Directions —
Reproduce the entries word for word, and omit any picture you find in them.

****

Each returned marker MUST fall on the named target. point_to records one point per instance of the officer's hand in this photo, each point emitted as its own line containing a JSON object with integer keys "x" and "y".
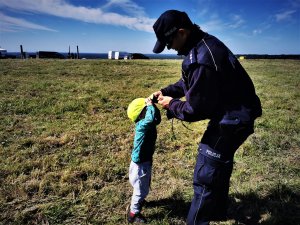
{"x": 164, "y": 101}
{"x": 157, "y": 94}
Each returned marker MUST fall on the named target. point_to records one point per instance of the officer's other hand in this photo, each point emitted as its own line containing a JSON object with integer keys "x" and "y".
{"x": 164, "y": 101}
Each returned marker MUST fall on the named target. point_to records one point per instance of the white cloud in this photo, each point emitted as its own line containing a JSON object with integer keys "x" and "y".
{"x": 284, "y": 16}
{"x": 127, "y": 6}
{"x": 61, "y": 8}
{"x": 11, "y": 24}
{"x": 237, "y": 21}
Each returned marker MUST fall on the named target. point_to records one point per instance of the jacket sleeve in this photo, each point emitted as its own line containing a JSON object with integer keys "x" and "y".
{"x": 149, "y": 119}
{"x": 174, "y": 90}
{"x": 201, "y": 98}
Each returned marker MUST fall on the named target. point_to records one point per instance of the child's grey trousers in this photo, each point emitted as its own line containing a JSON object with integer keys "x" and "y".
{"x": 139, "y": 178}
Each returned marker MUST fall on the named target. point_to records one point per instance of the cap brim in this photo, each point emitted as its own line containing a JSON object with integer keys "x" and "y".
{"x": 159, "y": 47}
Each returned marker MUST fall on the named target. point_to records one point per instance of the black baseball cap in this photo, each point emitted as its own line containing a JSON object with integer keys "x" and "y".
{"x": 167, "y": 25}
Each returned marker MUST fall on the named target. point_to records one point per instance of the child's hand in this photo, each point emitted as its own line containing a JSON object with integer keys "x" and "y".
{"x": 148, "y": 101}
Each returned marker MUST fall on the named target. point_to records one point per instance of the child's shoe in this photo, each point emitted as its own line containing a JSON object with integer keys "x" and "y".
{"x": 136, "y": 218}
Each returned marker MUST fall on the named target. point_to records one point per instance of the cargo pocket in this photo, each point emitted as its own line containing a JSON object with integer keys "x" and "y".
{"x": 204, "y": 173}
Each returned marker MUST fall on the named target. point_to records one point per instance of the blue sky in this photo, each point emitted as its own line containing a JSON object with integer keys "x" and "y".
{"x": 97, "y": 26}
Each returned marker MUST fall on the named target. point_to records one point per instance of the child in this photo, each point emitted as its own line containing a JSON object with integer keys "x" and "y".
{"x": 146, "y": 116}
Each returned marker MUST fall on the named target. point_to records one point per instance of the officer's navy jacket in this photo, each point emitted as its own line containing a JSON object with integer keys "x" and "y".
{"x": 215, "y": 86}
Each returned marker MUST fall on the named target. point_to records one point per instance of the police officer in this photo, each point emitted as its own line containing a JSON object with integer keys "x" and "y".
{"x": 216, "y": 87}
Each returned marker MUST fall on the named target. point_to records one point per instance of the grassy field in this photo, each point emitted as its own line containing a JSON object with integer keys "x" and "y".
{"x": 65, "y": 144}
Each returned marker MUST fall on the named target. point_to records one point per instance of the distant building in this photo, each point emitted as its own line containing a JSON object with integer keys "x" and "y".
{"x": 49, "y": 55}
{"x": 125, "y": 55}
{"x": 121, "y": 55}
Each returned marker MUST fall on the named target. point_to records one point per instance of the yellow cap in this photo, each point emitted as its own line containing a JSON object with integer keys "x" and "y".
{"x": 135, "y": 108}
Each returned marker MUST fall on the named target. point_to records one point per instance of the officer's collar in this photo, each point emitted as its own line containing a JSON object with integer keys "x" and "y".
{"x": 195, "y": 36}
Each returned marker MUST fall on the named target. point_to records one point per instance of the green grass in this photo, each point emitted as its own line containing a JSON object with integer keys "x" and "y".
{"x": 65, "y": 144}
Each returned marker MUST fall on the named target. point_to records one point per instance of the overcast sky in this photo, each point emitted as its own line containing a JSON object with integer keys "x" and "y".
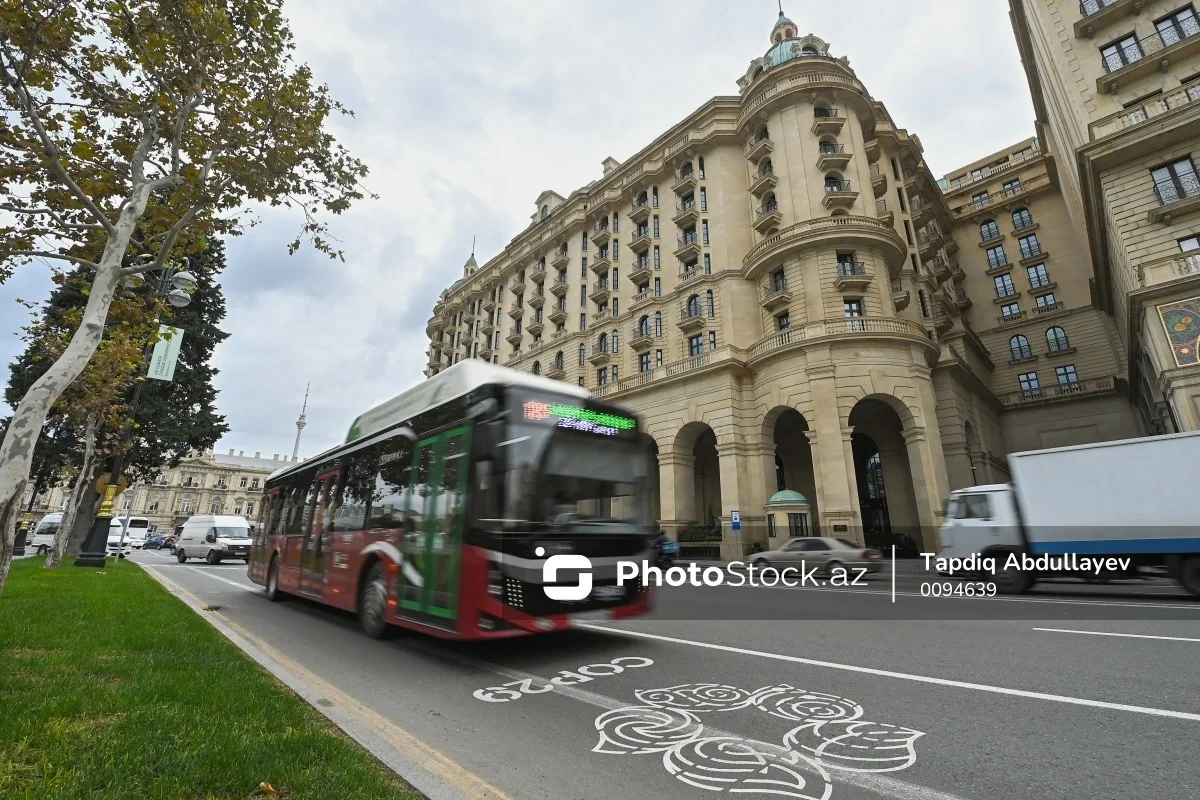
{"x": 467, "y": 109}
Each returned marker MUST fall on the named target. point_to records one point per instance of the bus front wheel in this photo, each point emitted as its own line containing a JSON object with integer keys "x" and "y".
{"x": 373, "y": 603}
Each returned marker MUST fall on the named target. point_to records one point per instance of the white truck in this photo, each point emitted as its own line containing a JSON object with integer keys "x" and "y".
{"x": 1103, "y": 511}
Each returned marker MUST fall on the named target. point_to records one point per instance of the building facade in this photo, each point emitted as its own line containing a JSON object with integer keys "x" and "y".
{"x": 792, "y": 301}
{"x": 202, "y": 483}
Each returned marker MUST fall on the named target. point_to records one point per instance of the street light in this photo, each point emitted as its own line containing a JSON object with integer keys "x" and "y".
{"x": 174, "y": 284}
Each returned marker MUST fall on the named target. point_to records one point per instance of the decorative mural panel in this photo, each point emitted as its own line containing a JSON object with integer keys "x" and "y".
{"x": 1182, "y": 323}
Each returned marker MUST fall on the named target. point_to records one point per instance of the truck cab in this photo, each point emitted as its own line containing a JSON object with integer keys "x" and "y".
{"x": 981, "y": 518}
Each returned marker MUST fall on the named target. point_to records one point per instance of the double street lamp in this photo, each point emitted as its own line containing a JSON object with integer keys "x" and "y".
{"x": 174, "y": 284}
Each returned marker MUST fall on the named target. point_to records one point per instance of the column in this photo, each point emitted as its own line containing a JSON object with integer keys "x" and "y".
{"x": 676, "y": 492}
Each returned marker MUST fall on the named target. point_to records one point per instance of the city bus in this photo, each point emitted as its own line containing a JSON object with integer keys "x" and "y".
{"x": 442, "y": 506}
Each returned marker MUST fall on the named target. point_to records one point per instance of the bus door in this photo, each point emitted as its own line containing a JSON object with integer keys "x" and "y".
{"x": 317, "y": 535}
{"x": 433, "y": 536}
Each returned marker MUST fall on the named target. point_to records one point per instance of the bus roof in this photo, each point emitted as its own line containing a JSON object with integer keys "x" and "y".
{"x": 449, "y": 384}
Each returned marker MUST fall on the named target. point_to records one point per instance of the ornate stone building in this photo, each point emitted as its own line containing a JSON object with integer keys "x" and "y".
{"x": 791, "y": 300}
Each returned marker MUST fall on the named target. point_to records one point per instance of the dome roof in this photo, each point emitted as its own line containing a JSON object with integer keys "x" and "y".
{"x": 787, "y": 497}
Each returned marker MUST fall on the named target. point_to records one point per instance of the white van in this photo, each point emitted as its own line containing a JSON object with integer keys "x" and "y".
{"x": 42, "y": 540}
{"x": 213, "y": 537}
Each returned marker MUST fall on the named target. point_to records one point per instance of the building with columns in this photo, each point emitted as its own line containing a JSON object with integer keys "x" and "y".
{"x": 792, "y": 301}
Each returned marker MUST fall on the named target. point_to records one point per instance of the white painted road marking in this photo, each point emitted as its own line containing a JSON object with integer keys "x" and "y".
{"x": 901, "y": 675}
{"x": 1127, "y": 636}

****

Exercise solution —
Each returned marker MUST fall on the named target. point_to records one point per instance of the officer's hand in this photo, each point emitted as its own line containing a JSON object with integer keys "x" and "y".
{"x": 164, "y": 101}
{"x": 157, "y": 94}
Each returned marker MUST fall on the named target. point_to records one point per instance of the officer's other hand in this photo, each point emitted as its own line containing a JSON object with integer keys "x" and "y".
{"x": 164, "y": 101}
Each returned marker MUST fall on the named target. point_to records one point per instance of the white cloud in this photo, each point emitted as its own line containing a JSON object with integer keys "x" and "y".
{"x": 284, "y": 16}
{"x": 127, "y": 6}
{"x": 61, "y": 8}
{"x": 11, "y": 24}
{"x": 237, "y": 21}
Each returned marker MUST fall on the named target. point_to records one point per instance of the jacket sleeve in this photo, each point emitted as its own line containing a JSON object with integer keys "x" and "y".
{"x": 149, "y": 119}
{"x": 174, "y": 90}
{"x": 201, "y": 98}
Each returned marker MUST fall on the named target. point_to records one point per instance of the child's grey trousers in this photo, each point emitted as its own line containing a JSON object with integer keys "x" and "y".
{"x": 139, "y": 178}
Each returned marker MUST fall on the named target. point_to records one point per instance of the cap brim in this photo, each point emitted as its own line containing a JSON object with integer keys "x" and "y".
{"x": 159, "y": 47}
Each returned marker MUST fall on the named target. point_to records one point per instance of the black baseball cap in this photo, each point emitted as its own line containing a JSON object with integer keys "x" and "y".
{"x": 167, "y": 25}
Each returned marker MUST fall on the named target. point_to records one point per instance of the child's hand in this photo, each point emitted as its own line containing a JSON object with integer keys "x" and "y".
{"x": 148, "y": 101}
Each returned marker MUST fall on the named target. point_to records one point per instance of the child's shoe in this photo, each point emitted as its own line containing a JSON object with integer keys "x" and "y".
{"x": 136, "y": 218}
Each returned marker MUST fall on the named target. point_to records one point per instance of the cargo pocket in this photo, each point emitted as its own line containing a JSON object with integer keys "x" and "y".
{"x": 204, "y": 173}
Each returned marker MUST fall on the named target. point_to records one point per instance of the blue sky in this photo, each point emitted as its own line containing a JSON object with integer keys "x" and "y".
{"x": 97, "y": 26}
Each returned marker MUST fall on the named target. point_to records one point per instance of the child in this photo, each point emitted as its own line containing a JSON object with integer keys "x" and "y".
{"x": 146, "y": 116}
Each returned marker MUST fall on the named target. point_to records one point per instance of the officer's navy jacket in this photo, each point emitted as its own line containing a JSON object with integer keys "x" and "y".
{"x": 215, "y": 86}
Each returned marker MUST fall on the named target. point_to records one point per instance of the police officer in this photo, each point emitted as its own line containing a JSON object with integer keys "x" and "y".
{"x": 216, "y": 87}
Each returned marker MUST fall on the named target. point_to records one point per instance of the grassy field in this photo, each point emitted as its own line containing a JSON object with integer keys "x" and "y".
{"x": 65, "y": 144}
Each returned marker MUST fall on the named target. point_to records one point per instance of the distant building in this photo, each point emitted as its own line containing a JSON object with integer keys "x" and "y".
{"x": 49, "y": 55}
{"x": 125, "y": 55}
{"x": 121, "y": 55}
Each returned marker MUST fall on the named target. point_to records one point per instance of the yellow cap in this photo, each point emitted as its own line containing a JSON object with integer keys "x" and "y".
{"x": 135, "y": 108}
Each returned marker MUST fall on the named target. point_to records one point per instance of the officer's collar in this photo, each point emitted as its own line containing a JSON object with integer keys "x" and "y".
{"x": 195, "y": 36}
Each returned marker MUST fall on the named target. point_to records one point per instance of the green grass in this photo, each point emitted as its own line containing a JSON object with integer keys "x" and "y".
{"x": 65, "y": 144}
Each returned marker MUST fall on the named target. point_to records one point per instance of the overcast sky in this photo, each point emitted as its own line containing a JSON object with integer keys "x" and "y".
{"x": 467, "y": 109}
Each returned marker MUST fall on the named target. point_to records one point per instance of the bus front wheel in this photo, each point emitted as its own line containing a JSON object with integer keys "x" and "y".
{"x": 373, "y": 603}
Each returned marker MUST fall on the named target. point_to records one point per instance of the white truck in this photo, each point emitted as its own line containing a JSON object with integer keys "x" and "y".
{"x": 1103, "y": 511}
Each returned marker MUST fall on the named target. point_to records one point per instance of the building facade in this photo, each point emitted as its own line containing a JSON object with integer keys "x" and "y".
{"x": 792, "y": 301}
{"x": 202, "y": 483}
Each returned marker MUST fall on the named target. point_to records one point per instance of the street light in this photo, each point emitted as its own line containing a JSON object with integer keys "x" and "y".
{"x": 174, "y": 284}
Each returned marker MUST fall on the named target. point_to records one point per instance of the decorative mural panel in this photo, each point emitted as its own line containing a JSON object with integer keys "x" and "y".
{"x": 1182, "y": 323}
Each returned marker MUST fall on the named target. point_to records one point per instance of the truck cab in this photo, each point emitted as its own line containing a JSON object with integer keys "x" and "y".
{"x": 981, "y": 518}
Each returned marker MUST fall on the named target. point_to records one point per instance of the double street lamp in this photo, each point emitted as its own line containing a JSON object with integer keys "x" and "y".
{"x": 174, "y": 284}
Each returned marker MUST fall on the named target. point_to records one point per instance of the column in this photo, each point emitted as its own line containing a JSON object with integer keys "x" and "y".
{"x": 676, "y": 492}
Each returned marker MUST fall on the named target. point_to records one point per instance of the city bus in this photo, each point emitted as its own line containing a JSON object with integer keys "x" and "y".
{"x": 442, "y": 506}
Each returned marker MUST fall on the named target. point_to records one point per instance of the bus door in this photo, each point emitted as its own line containing a JSON object with integer keys "x" and "y".
{"x": 317, "y": 535}
{"x": 433, "y": 536}
Each returned marker MUST fall on the named target. point_to records one point per instance of the bus roof in this photo, each point emitted as its own line containing a JSON object with integer keys "x" and "y".
{"x": 449, "y": 384}
Each returned marker MUST fall on the named target. point_to records one point per instance of the ornate stone building in this photo, each point emitted as its own line containing a JSON object with integer keys "x" and "y".
{"x": 791, "y": 300}
Each returned marker MUST fall on the named target. point_to records one point per instance of the dome roof in this photo, each point emitted as its own line containing a JSON object with integer keys "x" and "y".
{"x": 787, "y": 497}
Each returned marker MUST fall on the named target. point_to records one point per instance of the white van in this photo, each point emitted as its own line containing a JSON object with integer keys "x" and "y".
{"x": 42, "y": 540}
{"x": 213, "y": 537}
Each returned marker MUST fall on the named target. point_to records one point per instance of the building with columns in this photo, each point emitted as its own line containing a JSON object with integer keys "x" and "y".
{"x": 792, "y": 301}
Each returned marker MUST fall on the named target. point_to records one point per instance of the white painted road marking in this photo, each point emitted as its own line containing a JSON object with integer keys "x" and "y".
{"x": 901, "y": 675}
{"x": 1127, "y": 636}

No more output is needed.